TEXTO PROPORCIONADO ->
Narra Enrique Bernardo Núñez, de la generación posmodernista de 1920, sobre la sorpresa de Severo Mallet-Prevost, uno de los abogados de Venezuela ante el Tribunal Arbitral de París – cuyos jueces ingleses coludidos con el ruso Frederick de Martens nos arrancan casi 159.500 kilómetros cuadrados del costado oriental que limitaba con el río Esequibo – al advertir la salivación en estrados de los abogados de la Corona: “En el Almirantazgo británico y en el ministerio de negocios extranjeros siguen pensando en El Dorado durante el litigio. En Londres se trazan mapas que explican el viaje de Raleigh”.
Lo cierto es que Sir Walter creía que la región o imperio de Guayana estaba destinada a la nación inglesa: “Si España, de una pobre monarquía como era, se había convertido en gran potencia, Inglaterra hallaría mayores recursos en Guayana, la cual poseía más oro que el resto del Nuevo Mundo”, escribe. No por acaso, en la empresa de encontrar a Manoa o El Dorado fracasan él y también el emisario de los Welser o Belsares de Augsburgo, Ambroso Alfinger, quien pierde la vida a manos de los indígenas.

QUÉ DEBES HACER -> Copia sin cambios el pasaje del texto sobre El Dorado que comienza con las palabras "Lo cierto es"; detente justo después de "de los indígenas.". Para responder, apóyate solo en el texto.

EXTRACTO DE DATOS ->

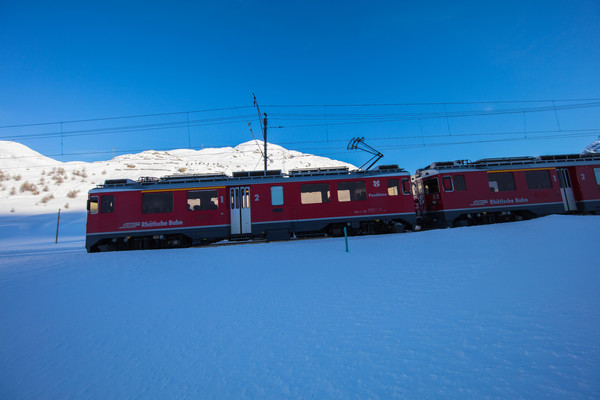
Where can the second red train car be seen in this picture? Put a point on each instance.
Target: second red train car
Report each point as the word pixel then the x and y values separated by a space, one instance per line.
pixel 180 211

RESPUESTA ESPERADA ->
Lo cierto es que Sir Walter creía que la región o imperio de Guayana estaba destinada a la nación inglesa: “Si España, de una pobre monarquía como era, se había convertido en gran potencia, Inglaterra hallaría mayores recursos en Guayana, la cual poseía más oro que el resto del Nuevo Mundo”, escribe. No por acaso, en la empresa de encontrar a Manoa o El Dorado fracasan él y también el emisario de los Welser o Belsares de Augsburgo, Ambroso Alfinger, quien pierde la vida a manos de los indígenas.